**TASK LIST**
(a) Answer these from the text on data maturity:
(i) How many Dutch companies did the ADPMN study cover?
(ii) Which advanced platforms do leaders typically invest in?
(iii) What does data achieve on its own?
(b) Reproduce the text on data maturity word for word, everything from "3. Heterogenous data" down to "and data lakes.".

**PROVIDED PASSAGE**

== == ==

The four keys to achieving data maturity

“Data maturity” describes organizations that have established successful data management and analytics practices that elevate everything they do. In the final analysis, the data and analytics maturity of an organization is closely correlated with its effectiveness as a business.

The ADPMN study of 62 Dutch companies found four practices that helped them get better at leveraging data for business effectiveness:

  1. Active management: Acquiring, validating, storing, protecting, and processing data to ensure it is accessible, reliable, and current. Managing it includes the quality of the data, governing its accessibility and use, and implementing information lifecycle management.
  2. Automating analytics: Reducing the need for people to do the repetitive and predetermined work of turning data into analytics and insights saves organizations time, money, and improves both accuracy and employee morale.
  3. Heterogenous data types: Moving beyond internal enterprise data (such as sales and supply chain reports) to leveraging ecosystem data (including marketplaces and partner data) and then including universal data ― provided by governments, non-governmental organizations and publicly available sources (social media, economics data, GPS data, and more) ― is how organizations travel the path toward becoming truly data-driven. This requires deploying advanced data platforms to replace the transitional platforms ― enterprise data warehouses, departmental data marts, etc. ― with which companies typically begin their data journeys. Leaders typically invest in more advanced platforms such as active data warehouses and data lakes.
  4. Cloud adoption: It is impossible to participate in emerging digital ecosystem markets, equip one’s business with advanced analytics capabilities, and become resilient and agile unless operational software and systems are hosted in and advantaged by the cloud. An organization simply can’t move or grow fast enough if it is tied to costly, inflexible architectures.
To what purpose?

Data has great potential value, but on its own, it achieves nothing. Even analytics capabilities must be applied to a greater purpose, or else they are irrelevant pictures and descriptions, not tools yielding a competitive advantage. But applying advanced artificial intelligence algorithms to the analysis of data can yield insights for companies and let them automate many of the necessary but time-consuming decisions, communications and actions that are of lesser value — and thereby accomplish things of greater value by empowering employees to achieve what wouldn’t be possible without the aggregation and analysis of that data.

In the more immediate term, efficiency and effectiveness can be improved, but as its data maturity progresses, a company can create new jobs to support new business models and explore new opportunities better aligned to its future and the future of the planet. It’s an audacious goal — and it begins with data.

== == ==

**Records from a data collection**
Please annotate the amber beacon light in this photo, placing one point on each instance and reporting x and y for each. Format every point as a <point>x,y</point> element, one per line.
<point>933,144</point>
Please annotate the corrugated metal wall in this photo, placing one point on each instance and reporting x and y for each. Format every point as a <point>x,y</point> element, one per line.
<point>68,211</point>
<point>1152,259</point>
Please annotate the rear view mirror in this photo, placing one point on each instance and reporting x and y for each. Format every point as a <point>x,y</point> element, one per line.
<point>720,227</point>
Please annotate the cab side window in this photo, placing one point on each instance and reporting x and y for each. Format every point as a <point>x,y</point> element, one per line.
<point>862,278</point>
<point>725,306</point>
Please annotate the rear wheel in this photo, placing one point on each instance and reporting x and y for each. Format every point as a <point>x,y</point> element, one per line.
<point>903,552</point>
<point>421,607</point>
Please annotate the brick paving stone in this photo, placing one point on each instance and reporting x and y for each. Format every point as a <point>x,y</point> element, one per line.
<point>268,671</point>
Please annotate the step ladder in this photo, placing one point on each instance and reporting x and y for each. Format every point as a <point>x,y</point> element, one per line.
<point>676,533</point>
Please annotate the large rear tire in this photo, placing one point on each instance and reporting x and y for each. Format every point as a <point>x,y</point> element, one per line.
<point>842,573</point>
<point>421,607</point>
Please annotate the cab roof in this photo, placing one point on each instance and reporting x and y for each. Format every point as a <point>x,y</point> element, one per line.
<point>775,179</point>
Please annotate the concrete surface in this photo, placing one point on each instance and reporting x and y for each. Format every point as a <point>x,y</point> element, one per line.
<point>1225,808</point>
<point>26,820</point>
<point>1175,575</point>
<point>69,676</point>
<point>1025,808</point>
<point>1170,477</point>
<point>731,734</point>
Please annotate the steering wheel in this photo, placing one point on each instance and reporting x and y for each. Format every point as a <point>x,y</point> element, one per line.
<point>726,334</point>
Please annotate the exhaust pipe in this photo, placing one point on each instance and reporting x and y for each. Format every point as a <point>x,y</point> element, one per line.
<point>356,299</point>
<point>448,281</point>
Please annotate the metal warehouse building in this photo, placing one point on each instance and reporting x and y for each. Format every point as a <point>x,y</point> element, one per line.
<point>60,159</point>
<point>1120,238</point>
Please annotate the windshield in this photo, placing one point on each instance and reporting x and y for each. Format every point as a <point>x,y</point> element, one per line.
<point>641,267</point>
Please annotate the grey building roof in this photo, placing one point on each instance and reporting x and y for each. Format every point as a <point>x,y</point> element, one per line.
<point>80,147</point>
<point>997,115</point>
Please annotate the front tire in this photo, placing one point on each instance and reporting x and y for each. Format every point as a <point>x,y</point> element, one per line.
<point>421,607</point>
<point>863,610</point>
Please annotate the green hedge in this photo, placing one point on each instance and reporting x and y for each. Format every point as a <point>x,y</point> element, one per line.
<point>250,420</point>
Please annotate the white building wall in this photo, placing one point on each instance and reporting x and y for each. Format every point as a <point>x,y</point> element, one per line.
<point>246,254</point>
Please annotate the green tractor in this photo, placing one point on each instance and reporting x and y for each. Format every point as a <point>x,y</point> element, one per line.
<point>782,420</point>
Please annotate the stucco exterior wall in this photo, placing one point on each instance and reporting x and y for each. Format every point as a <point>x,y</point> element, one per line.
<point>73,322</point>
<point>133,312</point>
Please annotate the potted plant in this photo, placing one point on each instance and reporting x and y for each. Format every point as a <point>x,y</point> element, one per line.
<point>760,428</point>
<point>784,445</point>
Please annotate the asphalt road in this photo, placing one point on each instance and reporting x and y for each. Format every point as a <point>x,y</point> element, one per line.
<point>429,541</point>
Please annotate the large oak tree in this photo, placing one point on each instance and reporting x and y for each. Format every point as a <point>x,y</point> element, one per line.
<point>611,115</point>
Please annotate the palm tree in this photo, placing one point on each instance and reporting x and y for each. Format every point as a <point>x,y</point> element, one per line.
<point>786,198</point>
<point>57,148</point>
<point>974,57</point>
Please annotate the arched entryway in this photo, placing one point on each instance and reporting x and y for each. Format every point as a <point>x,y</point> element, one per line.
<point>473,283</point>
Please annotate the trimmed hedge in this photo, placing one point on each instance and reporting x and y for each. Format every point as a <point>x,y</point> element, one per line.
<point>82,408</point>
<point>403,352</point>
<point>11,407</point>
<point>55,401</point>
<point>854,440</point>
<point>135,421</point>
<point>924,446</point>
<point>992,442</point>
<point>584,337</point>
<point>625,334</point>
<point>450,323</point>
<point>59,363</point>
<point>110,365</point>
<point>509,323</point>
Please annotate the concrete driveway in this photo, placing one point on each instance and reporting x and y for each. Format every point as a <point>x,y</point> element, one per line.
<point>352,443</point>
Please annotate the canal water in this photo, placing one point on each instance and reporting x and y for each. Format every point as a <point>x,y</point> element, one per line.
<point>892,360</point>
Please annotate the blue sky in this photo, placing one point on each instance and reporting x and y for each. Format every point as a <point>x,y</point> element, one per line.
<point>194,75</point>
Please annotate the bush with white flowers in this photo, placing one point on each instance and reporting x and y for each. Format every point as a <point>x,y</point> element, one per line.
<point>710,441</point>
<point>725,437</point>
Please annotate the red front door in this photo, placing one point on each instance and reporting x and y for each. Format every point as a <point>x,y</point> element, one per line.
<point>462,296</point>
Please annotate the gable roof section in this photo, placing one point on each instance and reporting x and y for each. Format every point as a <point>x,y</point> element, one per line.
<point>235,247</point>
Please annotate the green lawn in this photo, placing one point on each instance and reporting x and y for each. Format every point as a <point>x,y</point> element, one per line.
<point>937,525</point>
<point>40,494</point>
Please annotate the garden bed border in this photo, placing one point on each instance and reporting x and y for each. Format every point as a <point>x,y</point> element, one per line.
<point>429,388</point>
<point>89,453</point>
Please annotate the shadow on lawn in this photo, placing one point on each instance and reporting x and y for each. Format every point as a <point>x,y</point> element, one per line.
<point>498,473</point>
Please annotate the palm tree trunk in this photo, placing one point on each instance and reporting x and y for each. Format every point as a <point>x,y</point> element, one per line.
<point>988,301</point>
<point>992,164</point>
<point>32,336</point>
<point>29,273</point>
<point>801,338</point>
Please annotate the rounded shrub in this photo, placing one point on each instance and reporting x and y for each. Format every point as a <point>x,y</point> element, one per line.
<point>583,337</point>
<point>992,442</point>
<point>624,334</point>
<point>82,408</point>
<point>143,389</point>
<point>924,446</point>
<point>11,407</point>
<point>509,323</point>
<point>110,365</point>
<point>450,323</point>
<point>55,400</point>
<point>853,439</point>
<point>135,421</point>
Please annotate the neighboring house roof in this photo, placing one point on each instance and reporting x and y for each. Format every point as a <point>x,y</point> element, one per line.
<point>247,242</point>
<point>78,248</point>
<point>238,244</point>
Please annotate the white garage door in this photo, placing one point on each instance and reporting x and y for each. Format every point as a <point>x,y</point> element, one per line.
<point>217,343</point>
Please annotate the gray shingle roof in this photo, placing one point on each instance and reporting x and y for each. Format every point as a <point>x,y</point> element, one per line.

== == ==

**RESULTS**
(a)
(i) 62
(ii) Active data warehouses and data lakes
(iii) Nothing

(b)
3. Heterogenous data types: Moving beyond internal enterprise data (such as sales and supply chain reports) to leveraging ecosystem data (including marketplaces and partner data) and then including universal data ― provided by governments, non-governmental organizations and publicly available sources (social media, economics data, GPS data, and more) ― is how organizations travel the path toward becoming truly data-driven. This requires deploying advanced data platforms to replace the transitional platforms ― enterprise data warehouses, departmental data marts, etc. ― with which companies typically begin their data journeys. Leaders typically invest in more advanced platforms such as active data warehouses and data lakes.